◆ **Your instructions**: Pull out every line below word for word, leaving out the pictures.

◆ **Items**:
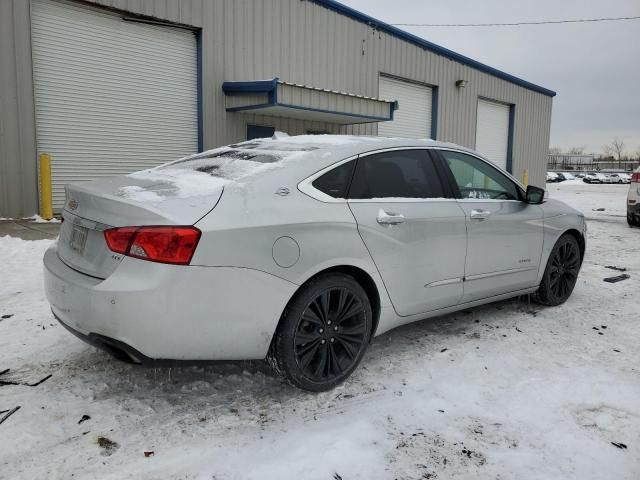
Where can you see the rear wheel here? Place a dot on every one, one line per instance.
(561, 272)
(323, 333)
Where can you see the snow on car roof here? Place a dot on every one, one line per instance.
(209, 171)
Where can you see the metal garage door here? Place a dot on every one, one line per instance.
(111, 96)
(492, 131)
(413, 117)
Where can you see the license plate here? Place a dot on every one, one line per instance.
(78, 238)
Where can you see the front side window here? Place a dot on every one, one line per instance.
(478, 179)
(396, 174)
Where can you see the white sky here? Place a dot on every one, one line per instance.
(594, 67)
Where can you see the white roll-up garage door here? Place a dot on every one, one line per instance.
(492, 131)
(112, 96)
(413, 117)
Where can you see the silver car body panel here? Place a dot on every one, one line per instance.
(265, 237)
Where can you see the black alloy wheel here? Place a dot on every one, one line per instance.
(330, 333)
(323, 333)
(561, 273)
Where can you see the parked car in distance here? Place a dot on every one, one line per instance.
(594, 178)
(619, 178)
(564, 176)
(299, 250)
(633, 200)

◆ **Answer in full**:
Where can you see the rear wheel here? Place a dot on every one, one line per instance.
(561, 272)
(323, 333)
Where can you see the snow on car roof here? Place a dot on every one, one line per instance.
(209, 171)
Where can you see the metal garage door here? Place a dot on every one, one line per instance.
(111, 96)
(492, 131)
(413, 117)
Where can you see the license plate here? Place a dot on every one, one line per instance.
(78, 238)
Where can you see the front side window here? Place a dot on every one, one line per instance.
(478, 179)
(396, 174)
Where can you see the white sky here? Place a dot on every one, one line per instance.
(594, 67)
Where can you see the white roll-up garage door here? Place a dot on every one, one line per instance.
(492, 131)
(112, 96)
(413, 117)
Where can you see the silver car body panel here? Place a dot on every one, one line per instance.
(265, 237)
Where can you see the black alloy wheel here? Place a dot on every one, one line per instance.
(330, 333)
(323, 333)
(561, 273)
Where can you see the parked car in distance here? Place a dot on every one, one line per instance.
(594, 178)
(619, 178)
(564, 176)
(299, 250)
(633, 200)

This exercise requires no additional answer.